→ Page text:
# # # # #

I've been thinking about writing something like this for a while, and what with Myles' piece from this morning and the start of the World Series this evening, I decided to go ahead and do so.

 

Like all of you, I'm a Cubs fan. Like some of you, I didn't grow up in and around Chicago. I was born and raised in what may charitably be referred to as “South-Central Illinois.” My hometown of Galesburg isn't very large, but it's known for a number of interesting things: its role in the railroads, the birthplace of Carl Sandburg, and as a site of a Lincoln-Douglas debate. What most people don't know about Galesburg is that it's also a baseball battleground.

 

Galesburg is literally (in the classic sense of the word) halfway between Chicago and St. Louis. Depending on the traffic, it will take you approximately three hours and fifteen minutes to drive to either Wrigley Field or Busch Stadium. Baseball fandom in Galesburg is more or less split right down the middle: fifty percent Cubs fans and fifty percent Cardinals fans.

 

It wasn't easy growing up a Cubs fan in Galesburg. Sure, you had some camaraderie, but you also had friends and family who were Cardinals fans. And as today, they were insufferable. The mockery and disdain never seemed to let up, because Cardinals fans are incapable of understanding the mindset of a Cubs fan. As my best friend (yes, he's a Cardinals fan) once asked me in all seriousness: “why would you be a fan of a team that doesn't win?”

 

Because it is easy to be a Cardinals fan. It's easy to be a fan of any team that competes year in and year out. Teams like that may stumble from time to time, but their fans always know that next year really will be a better year. Sadly, the Cardinals and teams like them never seem to stay down for long. I'd like to see how many of the “Best Fans in Baseball” would actually stick around if the Cardinals experienced a true drought of success.

 

So Cardinals fans don't understand us. I really didn't think anyone could. But a year and a half ago I moved to Cambridge, Massachusetts for graduate school. I'd never lived on the east coast, and like many people from the Midwest had grown up annoyed and frustrated with the east coast-focused sports media. So coming in I wasn't well disposed towards the Red Sox, especially after their World Series wins.

 

But I discovered something funny as I went about my daily life wearing my Cubs hat. I would have people stop me—it might be the clerk at the grocery store or the FedEx man or any number of other people—and ask “you a Cubs fan?” I would always respond proudly in the affirmative. And they would invariabley respond the same way: “we're pulling for you” or “I hope you guys get there soon.” And they're not offering pity or disdain: only sincerity.

# # # # #

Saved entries
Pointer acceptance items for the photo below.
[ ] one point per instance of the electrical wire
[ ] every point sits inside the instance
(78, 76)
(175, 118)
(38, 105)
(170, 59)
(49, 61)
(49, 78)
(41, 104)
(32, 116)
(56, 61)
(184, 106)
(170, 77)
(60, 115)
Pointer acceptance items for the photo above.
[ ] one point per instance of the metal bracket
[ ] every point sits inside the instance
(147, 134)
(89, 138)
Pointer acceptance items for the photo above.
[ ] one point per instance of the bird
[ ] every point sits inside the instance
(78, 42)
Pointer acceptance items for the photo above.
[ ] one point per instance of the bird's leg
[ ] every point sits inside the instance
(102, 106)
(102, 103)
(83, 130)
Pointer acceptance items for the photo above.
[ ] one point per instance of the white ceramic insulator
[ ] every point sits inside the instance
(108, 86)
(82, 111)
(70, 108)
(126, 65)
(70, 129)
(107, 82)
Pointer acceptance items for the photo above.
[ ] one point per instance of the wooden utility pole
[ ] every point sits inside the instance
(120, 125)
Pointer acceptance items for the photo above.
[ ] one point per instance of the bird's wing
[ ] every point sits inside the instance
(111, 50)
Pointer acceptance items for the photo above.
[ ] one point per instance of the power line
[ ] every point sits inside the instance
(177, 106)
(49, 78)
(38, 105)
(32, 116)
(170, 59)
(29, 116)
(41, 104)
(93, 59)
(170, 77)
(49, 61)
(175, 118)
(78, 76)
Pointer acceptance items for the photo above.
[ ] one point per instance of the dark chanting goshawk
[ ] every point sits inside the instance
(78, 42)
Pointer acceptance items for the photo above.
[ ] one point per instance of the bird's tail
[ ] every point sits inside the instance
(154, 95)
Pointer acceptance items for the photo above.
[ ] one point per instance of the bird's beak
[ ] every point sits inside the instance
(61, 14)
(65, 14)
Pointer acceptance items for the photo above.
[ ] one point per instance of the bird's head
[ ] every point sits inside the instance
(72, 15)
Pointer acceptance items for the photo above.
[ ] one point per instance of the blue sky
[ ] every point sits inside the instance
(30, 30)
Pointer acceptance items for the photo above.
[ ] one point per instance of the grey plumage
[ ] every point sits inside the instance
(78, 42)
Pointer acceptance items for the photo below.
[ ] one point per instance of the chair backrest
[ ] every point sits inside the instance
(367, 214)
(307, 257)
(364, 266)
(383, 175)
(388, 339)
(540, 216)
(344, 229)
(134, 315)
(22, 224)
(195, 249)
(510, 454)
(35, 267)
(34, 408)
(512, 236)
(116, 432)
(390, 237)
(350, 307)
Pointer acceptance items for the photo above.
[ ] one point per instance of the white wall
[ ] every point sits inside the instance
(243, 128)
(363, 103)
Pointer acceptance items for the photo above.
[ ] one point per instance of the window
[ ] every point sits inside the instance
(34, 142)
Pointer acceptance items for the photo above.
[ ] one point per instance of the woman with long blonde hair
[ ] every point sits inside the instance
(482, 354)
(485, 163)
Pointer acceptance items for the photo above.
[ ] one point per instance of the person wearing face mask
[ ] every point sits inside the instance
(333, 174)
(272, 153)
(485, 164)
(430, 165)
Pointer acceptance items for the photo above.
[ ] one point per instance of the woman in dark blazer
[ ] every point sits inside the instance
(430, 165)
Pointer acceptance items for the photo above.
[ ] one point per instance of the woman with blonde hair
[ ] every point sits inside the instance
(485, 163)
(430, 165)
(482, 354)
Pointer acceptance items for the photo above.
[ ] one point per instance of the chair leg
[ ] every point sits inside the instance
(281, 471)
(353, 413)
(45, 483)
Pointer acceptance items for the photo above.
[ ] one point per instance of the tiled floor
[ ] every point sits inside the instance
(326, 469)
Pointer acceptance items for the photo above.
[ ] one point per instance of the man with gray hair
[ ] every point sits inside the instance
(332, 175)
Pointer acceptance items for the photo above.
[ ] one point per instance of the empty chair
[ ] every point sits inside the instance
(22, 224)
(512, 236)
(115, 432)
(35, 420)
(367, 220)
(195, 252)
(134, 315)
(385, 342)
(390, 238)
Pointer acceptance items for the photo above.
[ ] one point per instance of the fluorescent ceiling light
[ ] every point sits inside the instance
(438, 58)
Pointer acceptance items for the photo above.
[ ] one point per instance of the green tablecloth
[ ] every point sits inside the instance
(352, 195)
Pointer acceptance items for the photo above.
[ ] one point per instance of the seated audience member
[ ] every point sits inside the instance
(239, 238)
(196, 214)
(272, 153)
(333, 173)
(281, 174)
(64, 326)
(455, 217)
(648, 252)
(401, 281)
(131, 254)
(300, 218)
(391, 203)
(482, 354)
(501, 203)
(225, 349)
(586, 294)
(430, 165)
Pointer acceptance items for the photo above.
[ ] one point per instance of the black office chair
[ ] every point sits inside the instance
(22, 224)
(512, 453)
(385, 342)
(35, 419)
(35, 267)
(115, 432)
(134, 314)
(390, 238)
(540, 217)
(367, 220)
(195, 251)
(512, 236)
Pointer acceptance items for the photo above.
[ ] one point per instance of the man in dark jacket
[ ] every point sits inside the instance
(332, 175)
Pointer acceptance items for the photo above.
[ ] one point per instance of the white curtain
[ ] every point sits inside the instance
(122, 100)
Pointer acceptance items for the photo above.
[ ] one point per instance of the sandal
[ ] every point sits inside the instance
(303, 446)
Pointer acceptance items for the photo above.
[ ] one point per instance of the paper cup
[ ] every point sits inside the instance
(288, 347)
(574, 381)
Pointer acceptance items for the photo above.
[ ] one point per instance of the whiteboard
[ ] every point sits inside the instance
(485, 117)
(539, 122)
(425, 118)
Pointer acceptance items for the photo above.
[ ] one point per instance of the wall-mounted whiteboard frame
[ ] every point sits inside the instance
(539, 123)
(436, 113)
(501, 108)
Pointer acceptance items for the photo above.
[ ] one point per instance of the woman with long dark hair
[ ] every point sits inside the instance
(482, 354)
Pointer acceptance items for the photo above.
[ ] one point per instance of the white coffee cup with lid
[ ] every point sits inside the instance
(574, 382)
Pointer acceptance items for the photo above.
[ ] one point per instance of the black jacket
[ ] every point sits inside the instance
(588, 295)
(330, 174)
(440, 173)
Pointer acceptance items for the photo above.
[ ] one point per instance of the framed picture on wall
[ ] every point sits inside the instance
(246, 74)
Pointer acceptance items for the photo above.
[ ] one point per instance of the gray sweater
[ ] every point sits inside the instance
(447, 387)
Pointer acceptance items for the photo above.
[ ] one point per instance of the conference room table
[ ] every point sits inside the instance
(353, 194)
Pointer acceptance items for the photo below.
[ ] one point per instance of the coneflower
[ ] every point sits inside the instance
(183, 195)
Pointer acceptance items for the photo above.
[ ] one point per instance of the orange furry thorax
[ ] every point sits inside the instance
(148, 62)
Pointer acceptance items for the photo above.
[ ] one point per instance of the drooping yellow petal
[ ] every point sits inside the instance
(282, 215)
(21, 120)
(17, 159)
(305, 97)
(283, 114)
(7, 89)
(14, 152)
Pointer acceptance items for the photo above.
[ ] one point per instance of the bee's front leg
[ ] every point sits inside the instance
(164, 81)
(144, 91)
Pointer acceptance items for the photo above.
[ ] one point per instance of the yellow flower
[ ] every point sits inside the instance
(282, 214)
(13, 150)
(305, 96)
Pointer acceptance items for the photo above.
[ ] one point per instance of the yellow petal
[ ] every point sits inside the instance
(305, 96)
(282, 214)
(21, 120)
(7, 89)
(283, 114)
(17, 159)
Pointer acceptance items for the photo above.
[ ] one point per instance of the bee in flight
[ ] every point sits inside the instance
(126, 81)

# # # # #

→ Your tasks:
**A)** Update the Cubs fan essay from "Like all of" through "a baseball battleground.", replacing "battleground" with "borderland".
**B)** Answer these questions using the Cubs fan essay.
(i) What is the writer's hometown?
(ii) About how long does the drive from there to Wrigley Field or Busch Stadium take?
(iii) To which city did the writer move a year and a half ago?
These records were taken from a separate source.

→ Task-by-task solutions:
**A)**
Like all of you, I'm a Cubs fan. Like some of you, I didn't grow up in and around Chicago. I was born and raised in what may charitably be referred to as “South-Central Illinois.” My hometown of Galesburg isn't very large, but it's known for a number of interesting things: its role in the railroads, the birthplace of Carl Sandburg, and as a site of a Lincoln-Douglas debate. What most people don't know about Galesburg is that it's also a baseball borderland.

**B)**
(i) Galesburg
(ii) Approximately three hours and fifteen minutes, depending on the traffic
(iii) Cambridge, Massachusetts